-------- THE DATA
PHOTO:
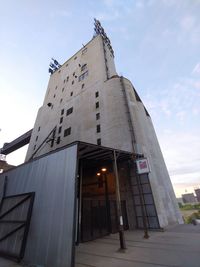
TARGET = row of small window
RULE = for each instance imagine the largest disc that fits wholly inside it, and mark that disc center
(71, 94)
(81, 77)
(66, 133)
----------------
- [WHAT YOU WILL DO]
Write out the material again, switching "disc" to "circle" everywhere and keeping all else the same. Leave out the pictures.

- [RESPONSE]
PHOTO:
TARGET = row of small window
RULE = for each instance imagine the largest circle that fits wholly inside it, and mark that circle center
(71, 94)
(81, 77)
(66, 133)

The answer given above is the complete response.